» **EXERCISE INSTRUCTIONS**
From the records below, copy each line that has the word "closet" in it.

» **LISTED RECORDS**
--------------------------------------------------

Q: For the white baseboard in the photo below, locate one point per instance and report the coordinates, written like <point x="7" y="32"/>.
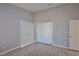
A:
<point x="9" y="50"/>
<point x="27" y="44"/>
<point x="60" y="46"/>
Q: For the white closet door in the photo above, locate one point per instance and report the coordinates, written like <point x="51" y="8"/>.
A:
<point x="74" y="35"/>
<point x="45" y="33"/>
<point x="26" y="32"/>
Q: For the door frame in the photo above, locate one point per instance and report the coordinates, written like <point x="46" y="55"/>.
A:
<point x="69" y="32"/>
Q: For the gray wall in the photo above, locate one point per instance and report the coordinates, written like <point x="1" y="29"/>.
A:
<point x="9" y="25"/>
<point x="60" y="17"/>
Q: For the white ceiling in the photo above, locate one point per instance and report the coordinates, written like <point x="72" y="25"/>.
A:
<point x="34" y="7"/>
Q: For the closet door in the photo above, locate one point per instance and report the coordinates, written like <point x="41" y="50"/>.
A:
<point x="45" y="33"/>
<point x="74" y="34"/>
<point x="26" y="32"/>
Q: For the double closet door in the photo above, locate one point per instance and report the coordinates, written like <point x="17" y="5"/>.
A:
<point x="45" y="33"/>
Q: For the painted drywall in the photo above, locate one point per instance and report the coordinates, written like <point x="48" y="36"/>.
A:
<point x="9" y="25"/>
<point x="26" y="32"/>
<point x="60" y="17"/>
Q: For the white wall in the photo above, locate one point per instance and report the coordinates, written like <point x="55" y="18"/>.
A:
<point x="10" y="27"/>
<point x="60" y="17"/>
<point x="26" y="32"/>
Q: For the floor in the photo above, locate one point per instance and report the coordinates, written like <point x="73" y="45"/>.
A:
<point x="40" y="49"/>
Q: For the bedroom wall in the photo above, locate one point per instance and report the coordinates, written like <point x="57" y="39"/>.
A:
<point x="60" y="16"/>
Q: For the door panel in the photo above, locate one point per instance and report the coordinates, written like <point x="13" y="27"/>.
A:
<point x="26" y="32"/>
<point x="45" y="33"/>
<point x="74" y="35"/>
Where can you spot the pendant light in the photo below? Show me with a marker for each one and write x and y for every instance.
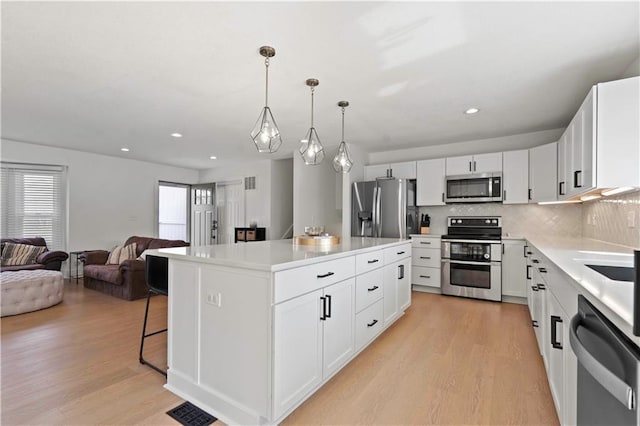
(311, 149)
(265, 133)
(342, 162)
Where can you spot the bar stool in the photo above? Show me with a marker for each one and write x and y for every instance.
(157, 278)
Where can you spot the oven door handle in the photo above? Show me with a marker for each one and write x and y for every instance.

--------------------------------------------------

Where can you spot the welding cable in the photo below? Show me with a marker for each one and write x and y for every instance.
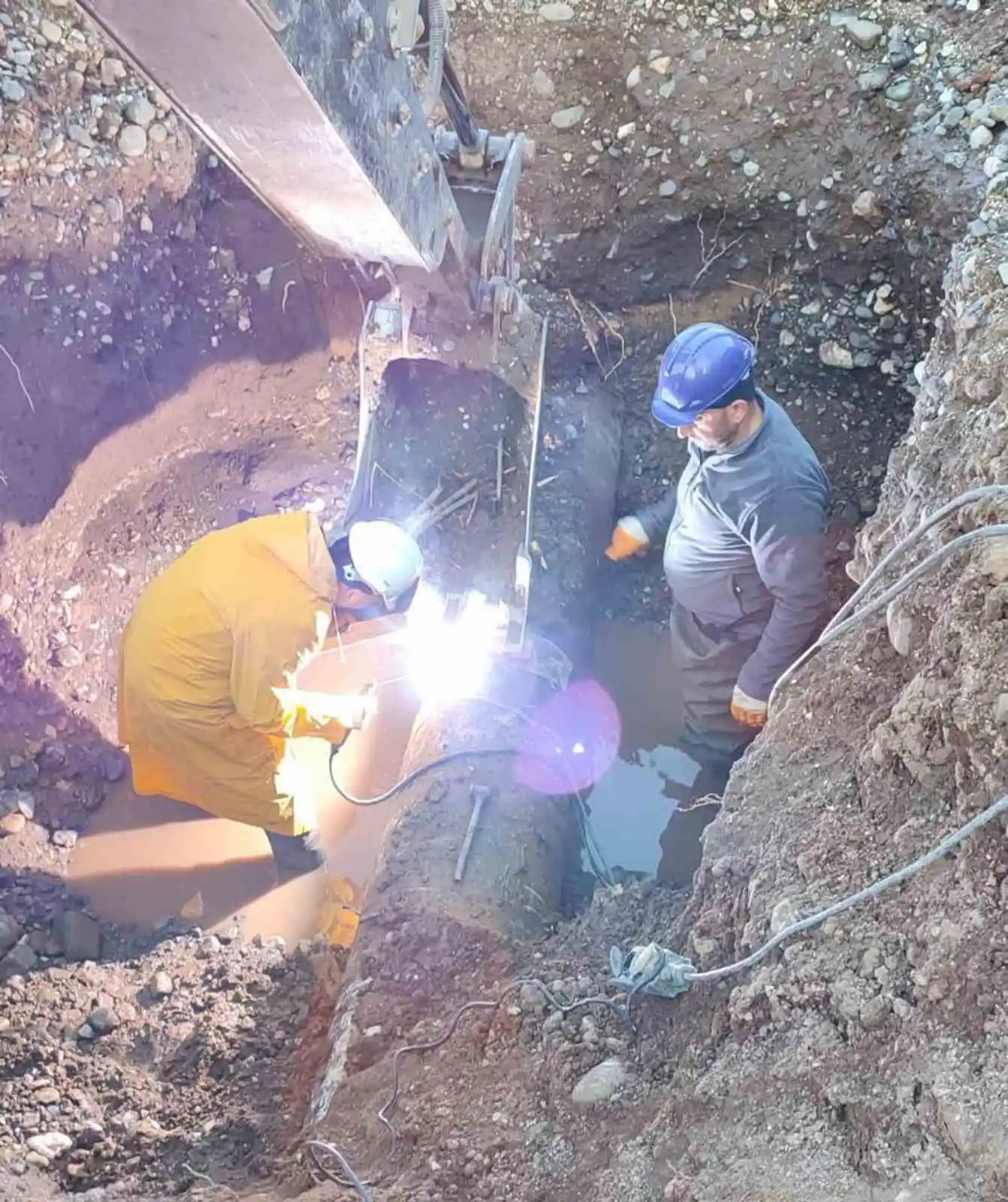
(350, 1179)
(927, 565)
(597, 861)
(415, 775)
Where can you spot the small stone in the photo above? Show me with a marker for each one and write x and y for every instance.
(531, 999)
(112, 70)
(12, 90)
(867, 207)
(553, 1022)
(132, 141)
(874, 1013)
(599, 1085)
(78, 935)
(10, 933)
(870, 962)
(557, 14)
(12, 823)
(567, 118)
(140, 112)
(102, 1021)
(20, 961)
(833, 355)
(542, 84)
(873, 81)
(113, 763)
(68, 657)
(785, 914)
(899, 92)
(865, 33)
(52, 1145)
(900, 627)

--------------------------------------------------

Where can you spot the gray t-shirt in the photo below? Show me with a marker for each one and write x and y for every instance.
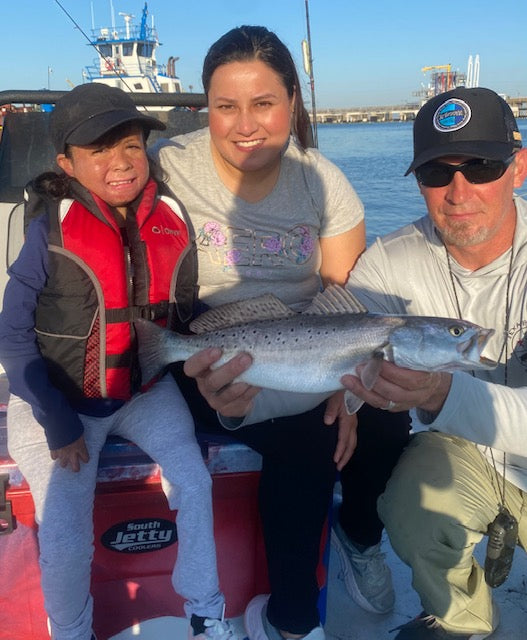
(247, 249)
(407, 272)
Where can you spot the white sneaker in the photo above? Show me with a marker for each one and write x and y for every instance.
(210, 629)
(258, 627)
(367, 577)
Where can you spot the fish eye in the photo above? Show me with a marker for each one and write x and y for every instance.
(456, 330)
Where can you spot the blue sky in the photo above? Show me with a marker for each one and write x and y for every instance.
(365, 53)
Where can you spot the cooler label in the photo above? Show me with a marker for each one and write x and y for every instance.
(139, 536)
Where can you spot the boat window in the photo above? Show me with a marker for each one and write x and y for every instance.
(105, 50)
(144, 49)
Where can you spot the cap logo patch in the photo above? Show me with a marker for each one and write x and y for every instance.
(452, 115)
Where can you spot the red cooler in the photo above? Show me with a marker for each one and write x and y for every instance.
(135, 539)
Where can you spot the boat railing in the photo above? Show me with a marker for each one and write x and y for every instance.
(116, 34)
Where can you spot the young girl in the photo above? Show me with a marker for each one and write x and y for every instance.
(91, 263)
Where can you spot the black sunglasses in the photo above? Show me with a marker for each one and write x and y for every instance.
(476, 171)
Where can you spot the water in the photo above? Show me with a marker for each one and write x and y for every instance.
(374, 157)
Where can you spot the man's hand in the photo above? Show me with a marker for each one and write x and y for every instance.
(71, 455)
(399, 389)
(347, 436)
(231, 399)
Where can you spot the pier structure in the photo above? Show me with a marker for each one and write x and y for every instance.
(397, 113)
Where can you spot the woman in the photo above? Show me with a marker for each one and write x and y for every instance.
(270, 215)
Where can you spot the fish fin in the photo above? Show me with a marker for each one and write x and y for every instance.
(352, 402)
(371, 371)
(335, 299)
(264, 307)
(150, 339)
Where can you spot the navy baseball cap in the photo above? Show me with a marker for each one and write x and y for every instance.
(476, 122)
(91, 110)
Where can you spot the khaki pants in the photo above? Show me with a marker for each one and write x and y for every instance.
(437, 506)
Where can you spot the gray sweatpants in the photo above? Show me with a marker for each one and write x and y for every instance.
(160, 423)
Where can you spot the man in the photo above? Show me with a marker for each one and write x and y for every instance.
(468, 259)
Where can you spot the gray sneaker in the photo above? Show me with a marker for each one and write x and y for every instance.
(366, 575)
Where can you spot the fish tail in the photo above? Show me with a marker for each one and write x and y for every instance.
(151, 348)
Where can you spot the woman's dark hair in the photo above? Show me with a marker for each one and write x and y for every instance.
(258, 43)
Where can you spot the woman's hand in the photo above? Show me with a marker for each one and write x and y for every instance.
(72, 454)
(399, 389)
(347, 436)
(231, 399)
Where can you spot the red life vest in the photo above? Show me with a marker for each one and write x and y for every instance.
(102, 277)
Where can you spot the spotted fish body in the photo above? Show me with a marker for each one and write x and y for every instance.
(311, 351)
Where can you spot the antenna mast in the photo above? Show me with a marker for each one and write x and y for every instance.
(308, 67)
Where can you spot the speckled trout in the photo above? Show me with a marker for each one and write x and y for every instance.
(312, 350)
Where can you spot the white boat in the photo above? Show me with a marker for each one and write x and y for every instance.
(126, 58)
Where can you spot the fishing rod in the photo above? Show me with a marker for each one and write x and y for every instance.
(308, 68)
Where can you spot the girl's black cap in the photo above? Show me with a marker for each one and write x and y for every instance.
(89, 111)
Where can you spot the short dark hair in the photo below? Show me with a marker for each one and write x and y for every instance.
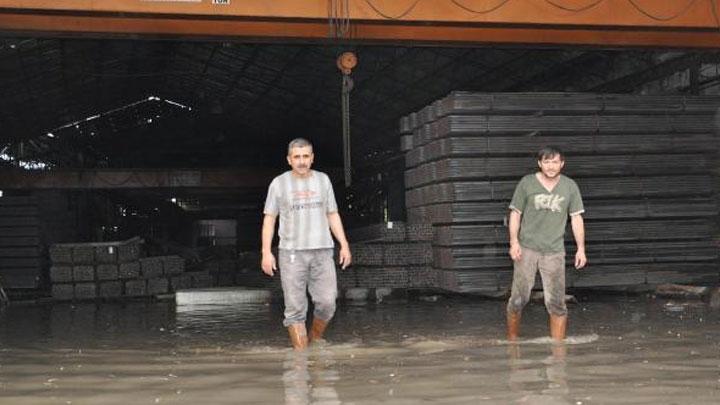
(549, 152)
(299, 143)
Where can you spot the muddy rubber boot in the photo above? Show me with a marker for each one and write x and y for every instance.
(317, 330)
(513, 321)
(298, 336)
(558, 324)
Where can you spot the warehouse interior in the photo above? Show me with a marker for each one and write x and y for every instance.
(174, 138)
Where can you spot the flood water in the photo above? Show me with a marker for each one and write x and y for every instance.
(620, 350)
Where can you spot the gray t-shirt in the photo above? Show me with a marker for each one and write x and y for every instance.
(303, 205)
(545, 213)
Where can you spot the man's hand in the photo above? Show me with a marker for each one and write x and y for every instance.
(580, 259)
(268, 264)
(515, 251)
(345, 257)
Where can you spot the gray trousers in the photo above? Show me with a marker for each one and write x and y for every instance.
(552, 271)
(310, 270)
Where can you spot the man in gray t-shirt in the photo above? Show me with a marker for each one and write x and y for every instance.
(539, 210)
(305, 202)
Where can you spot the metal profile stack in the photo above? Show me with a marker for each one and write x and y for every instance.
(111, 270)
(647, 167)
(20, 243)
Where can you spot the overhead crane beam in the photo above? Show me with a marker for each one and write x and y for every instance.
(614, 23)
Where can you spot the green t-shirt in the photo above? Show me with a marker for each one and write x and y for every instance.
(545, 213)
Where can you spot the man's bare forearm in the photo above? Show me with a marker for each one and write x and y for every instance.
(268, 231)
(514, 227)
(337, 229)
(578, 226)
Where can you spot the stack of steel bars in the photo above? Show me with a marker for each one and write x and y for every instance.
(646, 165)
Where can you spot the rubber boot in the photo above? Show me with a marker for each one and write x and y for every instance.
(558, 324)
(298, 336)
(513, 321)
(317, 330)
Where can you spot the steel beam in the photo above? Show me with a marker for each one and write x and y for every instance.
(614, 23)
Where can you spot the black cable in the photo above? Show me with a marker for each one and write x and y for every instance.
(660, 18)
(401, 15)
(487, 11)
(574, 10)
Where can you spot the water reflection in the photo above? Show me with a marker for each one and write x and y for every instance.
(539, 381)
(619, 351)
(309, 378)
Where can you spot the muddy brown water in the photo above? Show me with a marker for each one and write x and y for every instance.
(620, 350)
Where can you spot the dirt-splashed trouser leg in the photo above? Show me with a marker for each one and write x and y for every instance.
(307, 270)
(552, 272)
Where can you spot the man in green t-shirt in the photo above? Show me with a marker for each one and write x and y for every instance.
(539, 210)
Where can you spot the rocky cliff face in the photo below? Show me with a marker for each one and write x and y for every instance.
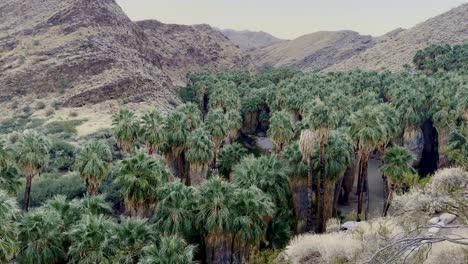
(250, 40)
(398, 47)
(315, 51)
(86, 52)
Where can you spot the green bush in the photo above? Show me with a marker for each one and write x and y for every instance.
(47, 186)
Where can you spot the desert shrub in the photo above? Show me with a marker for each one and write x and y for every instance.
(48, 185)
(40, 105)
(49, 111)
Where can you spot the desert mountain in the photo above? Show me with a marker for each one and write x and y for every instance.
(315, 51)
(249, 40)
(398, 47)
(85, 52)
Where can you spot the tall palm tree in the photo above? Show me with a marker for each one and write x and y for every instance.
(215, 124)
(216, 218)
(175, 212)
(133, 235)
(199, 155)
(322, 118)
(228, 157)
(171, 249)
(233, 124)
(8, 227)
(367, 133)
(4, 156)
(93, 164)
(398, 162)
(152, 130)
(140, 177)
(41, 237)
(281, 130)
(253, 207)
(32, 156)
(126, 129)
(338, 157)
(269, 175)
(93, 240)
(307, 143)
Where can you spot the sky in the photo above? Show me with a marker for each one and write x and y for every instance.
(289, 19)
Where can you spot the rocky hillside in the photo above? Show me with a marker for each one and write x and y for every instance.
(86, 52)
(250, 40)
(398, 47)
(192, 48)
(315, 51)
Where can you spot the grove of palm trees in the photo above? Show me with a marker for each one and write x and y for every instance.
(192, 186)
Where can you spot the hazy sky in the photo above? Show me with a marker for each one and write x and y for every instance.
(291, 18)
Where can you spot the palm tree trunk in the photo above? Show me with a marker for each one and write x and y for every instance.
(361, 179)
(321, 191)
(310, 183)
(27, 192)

--------------------------------------------------

» **RESPONSE BOX**
Q: For the white closet door in the photo above, locate one point per instance and report the coordinates, written like <point x="51" y="8"/>.
Q: For the closet door in the photo above, locate one point per instance and report the coordinates, written like <point x="41" y="50"/>.
Q: For the double closet door in the photo above, locate one point per instance and report the coordinates, written like <point x="17" y="5"/>.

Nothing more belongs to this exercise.